> [Exercise prompt] Word for word, copy the records and drop the pictures.

> [Raw data]
--- START ---
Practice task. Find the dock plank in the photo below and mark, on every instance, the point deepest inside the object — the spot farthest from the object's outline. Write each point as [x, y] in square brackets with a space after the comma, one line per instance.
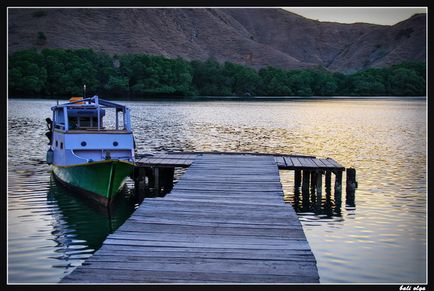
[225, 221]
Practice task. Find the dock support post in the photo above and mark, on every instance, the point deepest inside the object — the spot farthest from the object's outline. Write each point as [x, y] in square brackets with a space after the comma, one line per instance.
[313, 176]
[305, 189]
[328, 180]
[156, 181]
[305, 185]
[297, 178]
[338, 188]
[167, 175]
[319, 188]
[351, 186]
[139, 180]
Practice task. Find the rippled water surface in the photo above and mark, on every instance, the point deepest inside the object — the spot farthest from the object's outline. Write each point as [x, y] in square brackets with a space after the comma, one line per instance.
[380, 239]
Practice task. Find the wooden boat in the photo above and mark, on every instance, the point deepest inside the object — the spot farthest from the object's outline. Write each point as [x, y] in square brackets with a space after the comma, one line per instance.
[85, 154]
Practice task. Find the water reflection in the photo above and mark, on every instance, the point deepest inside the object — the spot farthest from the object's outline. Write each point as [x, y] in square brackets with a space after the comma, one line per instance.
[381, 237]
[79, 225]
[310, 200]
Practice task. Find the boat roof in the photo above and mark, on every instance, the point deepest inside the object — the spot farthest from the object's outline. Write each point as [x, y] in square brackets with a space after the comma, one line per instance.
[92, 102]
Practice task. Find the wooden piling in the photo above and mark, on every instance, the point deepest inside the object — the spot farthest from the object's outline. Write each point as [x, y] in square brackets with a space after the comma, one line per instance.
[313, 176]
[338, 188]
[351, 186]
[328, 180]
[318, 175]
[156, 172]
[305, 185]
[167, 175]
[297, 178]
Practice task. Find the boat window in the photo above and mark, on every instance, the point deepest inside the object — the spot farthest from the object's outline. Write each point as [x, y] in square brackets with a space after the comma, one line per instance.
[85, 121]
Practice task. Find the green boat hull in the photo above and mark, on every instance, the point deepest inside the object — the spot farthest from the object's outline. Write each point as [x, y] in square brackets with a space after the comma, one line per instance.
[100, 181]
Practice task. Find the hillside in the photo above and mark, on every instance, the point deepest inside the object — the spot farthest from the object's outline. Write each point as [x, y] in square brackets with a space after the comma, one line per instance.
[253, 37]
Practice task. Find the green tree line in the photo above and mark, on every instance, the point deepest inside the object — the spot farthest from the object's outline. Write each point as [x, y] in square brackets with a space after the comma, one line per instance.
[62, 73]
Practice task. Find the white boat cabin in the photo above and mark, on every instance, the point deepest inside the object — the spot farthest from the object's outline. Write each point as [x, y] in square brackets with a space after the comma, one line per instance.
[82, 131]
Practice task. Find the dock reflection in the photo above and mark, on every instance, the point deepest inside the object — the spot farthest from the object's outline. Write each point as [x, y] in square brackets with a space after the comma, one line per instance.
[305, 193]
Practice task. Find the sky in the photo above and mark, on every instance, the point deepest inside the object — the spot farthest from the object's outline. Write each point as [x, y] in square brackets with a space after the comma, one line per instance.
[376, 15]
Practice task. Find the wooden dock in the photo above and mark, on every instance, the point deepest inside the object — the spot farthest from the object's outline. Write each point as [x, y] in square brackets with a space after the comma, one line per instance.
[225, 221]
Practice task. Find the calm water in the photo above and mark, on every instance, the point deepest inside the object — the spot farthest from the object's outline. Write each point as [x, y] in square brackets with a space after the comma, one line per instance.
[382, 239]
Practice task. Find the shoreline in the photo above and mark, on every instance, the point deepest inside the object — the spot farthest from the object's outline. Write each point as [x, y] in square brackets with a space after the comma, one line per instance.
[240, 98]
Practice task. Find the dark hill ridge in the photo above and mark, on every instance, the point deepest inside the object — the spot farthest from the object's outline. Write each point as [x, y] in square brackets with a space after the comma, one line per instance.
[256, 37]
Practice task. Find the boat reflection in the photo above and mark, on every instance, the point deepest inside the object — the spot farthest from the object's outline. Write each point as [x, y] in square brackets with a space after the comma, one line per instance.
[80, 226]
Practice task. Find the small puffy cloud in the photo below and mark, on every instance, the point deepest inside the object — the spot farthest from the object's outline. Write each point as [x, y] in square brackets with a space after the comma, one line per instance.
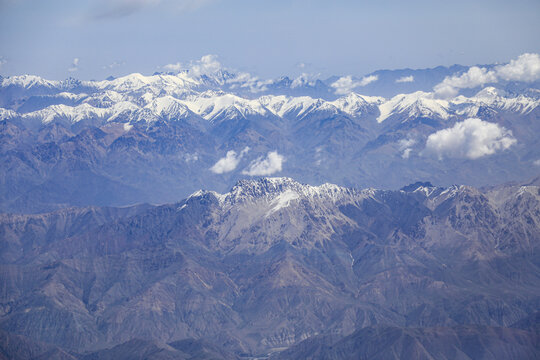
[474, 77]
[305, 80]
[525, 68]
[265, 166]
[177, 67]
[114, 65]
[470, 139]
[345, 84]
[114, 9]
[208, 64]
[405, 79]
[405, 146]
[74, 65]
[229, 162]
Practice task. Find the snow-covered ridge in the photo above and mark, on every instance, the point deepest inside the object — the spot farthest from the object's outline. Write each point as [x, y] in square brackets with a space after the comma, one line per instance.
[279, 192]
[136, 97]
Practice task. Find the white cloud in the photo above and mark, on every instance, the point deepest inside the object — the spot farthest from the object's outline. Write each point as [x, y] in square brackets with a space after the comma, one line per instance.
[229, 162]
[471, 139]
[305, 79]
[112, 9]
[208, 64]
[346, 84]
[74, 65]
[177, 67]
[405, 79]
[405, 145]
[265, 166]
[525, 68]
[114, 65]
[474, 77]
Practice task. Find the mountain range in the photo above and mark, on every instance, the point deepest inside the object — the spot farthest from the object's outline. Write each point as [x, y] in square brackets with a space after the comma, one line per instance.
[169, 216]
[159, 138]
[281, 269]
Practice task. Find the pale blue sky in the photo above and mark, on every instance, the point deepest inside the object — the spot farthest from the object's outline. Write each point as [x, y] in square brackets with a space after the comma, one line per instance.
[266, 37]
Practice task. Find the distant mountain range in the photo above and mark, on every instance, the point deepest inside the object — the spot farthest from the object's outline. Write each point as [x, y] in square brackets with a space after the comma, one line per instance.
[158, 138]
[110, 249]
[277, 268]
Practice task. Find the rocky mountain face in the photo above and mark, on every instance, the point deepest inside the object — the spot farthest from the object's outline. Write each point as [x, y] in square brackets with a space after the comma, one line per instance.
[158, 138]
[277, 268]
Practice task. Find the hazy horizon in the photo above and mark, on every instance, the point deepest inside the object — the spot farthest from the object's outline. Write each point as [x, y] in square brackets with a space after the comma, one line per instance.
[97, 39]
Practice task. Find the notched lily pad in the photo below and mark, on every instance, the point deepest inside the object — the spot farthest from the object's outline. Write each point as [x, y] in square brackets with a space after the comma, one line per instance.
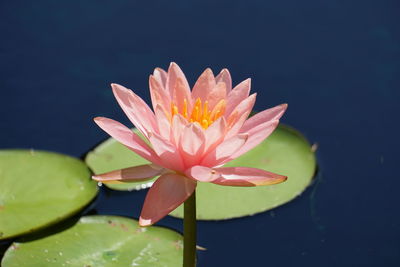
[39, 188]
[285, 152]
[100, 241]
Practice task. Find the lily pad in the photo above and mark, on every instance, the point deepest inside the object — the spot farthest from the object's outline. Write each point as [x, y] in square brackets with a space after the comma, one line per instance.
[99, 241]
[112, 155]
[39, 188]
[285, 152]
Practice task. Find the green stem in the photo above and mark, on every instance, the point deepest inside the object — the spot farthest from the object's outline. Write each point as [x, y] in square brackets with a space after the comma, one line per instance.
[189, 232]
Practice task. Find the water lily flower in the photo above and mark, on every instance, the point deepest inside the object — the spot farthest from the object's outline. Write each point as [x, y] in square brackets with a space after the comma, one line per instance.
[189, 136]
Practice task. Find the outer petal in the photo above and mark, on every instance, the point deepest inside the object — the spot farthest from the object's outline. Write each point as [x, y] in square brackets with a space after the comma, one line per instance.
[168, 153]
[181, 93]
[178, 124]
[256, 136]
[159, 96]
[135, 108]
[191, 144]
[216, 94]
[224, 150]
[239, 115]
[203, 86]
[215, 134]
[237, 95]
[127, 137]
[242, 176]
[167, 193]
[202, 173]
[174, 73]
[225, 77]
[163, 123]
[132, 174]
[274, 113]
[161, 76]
--- END ---
> [Answer to this problem]
Practice task. Find the dock plank in the photo below and mark, on every instance, the point deepest inside the object — the spot farthest from the object's outline. Write each point as [x, y] in square brackets with a space after the comma, one line per instance.
[225, 221]
Practice task. Find the dock support post in the photo above and mark, on every instance, the point deepest inside the object — the spot farthest from the object's outline. Write each point as [x, y] in square brackets with a space after the comma, one line per instance.
[313, 176]
[305, 189]
[328, 180]
[156, 181]
[305, 185]
[297, 178]
[338, 188]
[167, 175]
[319, 188]
[351, 186]
[139, 180]
Practice task. Find the rippled water surface in the photo above and mark, on every instance, the point deepest inside the object — the spot farthest from the object's outline. Write each point as [x, y] in square brackets with a space after the comma, one line per instance.
[380, 239]
Practice task. Find the wooden boat in the photo above and mark, on every instance, the point deepest inside the object — the spot farthest from the object's outline. Write each point as [x, y] in square brackets with a space after the comma, one line per instance.
[85, 154]
Practice task. Find the water reflection in the photo above and mark, on every instance, the point deepest inside the object — the spot farthest from the object's outline. Write each point as [x, y] in square brackets with a space after the comma, one line per instance.
[381, 237]
[79, 225]
[310, 200]
Practice task. Find the boat roof in the photo above and mark, on every instance, the point deepest inside the object — the spot farthest from the object's outline. Write each point as [x, y] in square brackets with a space after the comma, one line per instance.
[92, 102]
Practice task. Find the wooden piling in the photo above and mark, on every instance, the point deepest inside the object — the spot farthest from the object's outline. Write each point as [x, y] in square brackets with a space after the comma, one line per instance.
[313, 176]
[338, 188]
[351, 186]
[328, 180]
[318, 175]
[156, 172]
[305, 185]
[167, 175]
[297, 178]
Practice task. Find the boat window in the photo above and mark, on every instance, the point deepest inside the object — the spot farthest from the object's outline. Write each point as [x, y] in square brackets with a space after the comma, one line per instance.
[85, 121]
Practice task. Find the green boat hull in the photo above and mark, on every instance, the point deepest inside the object — the spot farthest from the object's outline. Write each point as [x, y] in square brackets with a space after the comma, one line per instance.
[100, 181]
Practice task. Find the hillside in the photo above and mark, on every instance, the point deepest inside the object — the spot farthest from the object's outline. Write each point as [x, y] in square brackets with a space after the comma, one line per instance.
[253, 37]
Practice task. Find the green tree line in the photo above and mark, on every instance, the point deepest inside the object — the spot farthest from the object's outline. Write each point as [x, y] in square brackets with a space after the comma, one line per instance.
[62, 73]
Practice task. Find the white boat cabin in the photo above and mark, on every instance, the point deepest inside the object — the spot farthest from the object's outline. Write each point as [x, y] in square brackets with a space after the comma, one line per instance.
[82, 131]
Practice task. Find the dock reflection in the photo above and mark, on every instance, the point deepest inside the object — the spot farthest from the object's outline. Write each point as [x, y] in square brackets with a space after the comma, one line per instance.
[305, 193]
Practice task. Find the sky in the photo above and mark, on every instance, the point deepest inside the object — the spot farthest from the object's outline. Write each point as [x, y] in square brackets with a space after the comma, one line per instance.
[376, 15]
Practice task. Find the wooden dock in the photo above and mark, on every instance, the point deepest inside the object — the spot farthest from the object's outline. Write each point as [x, y] in square brackets with a space after the comma, one line per instance.
[225, 221]
Practice task. Find the calm water in the photo above and mark, on every instance, the point deepest inside the object — the spot farthest from the object's outline. Write each point as [x, y] in square brackets with a space after the comma, one line per instance.
[382, 239]
Practice task. Find the shoreline in the photo above and mark, on every instance, the point deepest inside the object — the spot farthest from the object's outline. Write each point as [x, y] in square brackets with a space after the comma, one line per instance.
[240, 98]
Practice task. Find the dark hill ridge in the photo above and mark, on every instance, the point deepest inside the object — the spot farthest from the object's outline. Write each point as [x, y] in square brackets with a space after the comma, one line per instance.
[256, 37]
Practice task. Find the boat reflection in the photo above and mark, on every instance, the point deepest inside the object — the spot farthest from the object's outline. Write each point as [x, y] in square brackets with a space after the comma, one line per instance.
[80, 226]
Practice task. Find the small puffy cloud in the photo below and mark, on every instance, the point deepest inside the object — the spot farthest from the object's outline. Write each point as [x, y] in square brackets with a space after the comma, one line per instance.
[474, 77]
[305, 80]
[525, 68]
[265, 166]
[177, 67]
[114, 65]
[470, 139]
[345, 84]
[114, 9]
[208, 64]
[405, 79]
[405, 146]
[74, 65]
[229, 162]
Practice task. Find the snow-covered ridge in the photo above and mark, on every instance, the point deepest inside the object — the spot farthest from the object's outline. Write each point as [x, y] in square brackets with a space after the comma, one line per instance.
[279, 192]
[136, 97]
Practice task. Find the white cloud in the photo above and mark, on every instance, the point deepest inside the object — the spot farthest from the object's outline. Write each point as [x, y] in square brackets with a space after the comma, one line per instance.
[229, 162]
[471, 139]
[305, 79]
[112, 9]
[208, 64]
[346, 84]
[74, 65]
[177, 67]
[405, 79]
[405, 145]
[265, 166]
[525, 68]
[114, 65]
[474, 77]
Practice task. Find the mountain range in the photo above and mark, on every instance, the point deepest inside the object — the spot farthest from the object's outline. Write each point as [x, y] in square brackets with a space after the comma, one line per instance.
[169, 216]
[159, 138]
[281, 269]
Practice task. Find the pale blue sky in the photo above and mark, on every instance, the point deepest inside the object — the spot farthest from the object's outline. Write each point as [x, y] in square brackets with a space after the comma, one line per instance.
[266, 37]
Practice task. Find the distant mountain range in the photo above and mark, on every instance, the point deepest inside the object — the spot farthest from the object's outline. Write each point as [x, y] in square brackets with a space after the comma, one line per instance.
[158, 138]
[110, 249]
[277, 268]
Practice task. Find the rocky mountain face in the photo above and mark, on every instance, the point deepest inside the object — the spot farthest from the object's outline. Write each point as [x, y] in square brackets with a space after the comma, one line per instance.
[158, 138]
[277, 268]
Practice task. Find the hazy horizon in the photo above and mark, on every instance, the point deepest inside the object — the spot farthest from the object's outline. Write each point as [x, y] in square brackets with a space after the comma, one line per instance.
[97, 39]
Practice task. Find the notched lily pad in the photo below and mark, on every instance, the point deepest inside the object — the spot farthest from the object's outline. Write each point as [x, y] in square brackets with a space after the comma, one line per instance.
[39, 188]
[285, 152]
[100, 241]
Practice task. Find the lily pad in the photo above and mark, on every instance, the point deepest inside the object — the spot farthest from the object's outline. Write each point as [x, y] in square brackets with a space after the comma, one line per instance.
[99, 241]
[112, 155]
[39, 188]
[285, 152]
Practice task. Find the green stem in the photo above and mark, on every instance, the point deepest inside the object — the spot farthest from the object's outline. Write each point as [x, y] in square brackets with a space after the comma, one line per instance.
[189, 232]
Practice task. Find the water lily flower in the photo above and mark, on every instance, the point deepest inside the object — the spot farthest from the object's outline. Write each point as [x, y] in square brackets with a space after the comma, one line per instance.
[189, 136]
Practice task. Find the outer petal in the photo above and mark, on every instance, the point deepest inside the object — the spot farthest from the object's outline. Write each point as [x, y] in square brackets with a space after the comma, one line per instance.
[168, 153]
[181, 93]
[178, 124]
[256, 136]
[159, 96]
[135, 108]
[191, 144]
[216, 94]
[224, 150]
[239, 115]
[203, 86]
[215, 134]
[237, 95]
[127, 137]
[242, 176]
[167, 193]
[202, 173]
[174, 73]
[225, 77]
[163, 123]
[132, 174]
[274, 113]
[161, 76]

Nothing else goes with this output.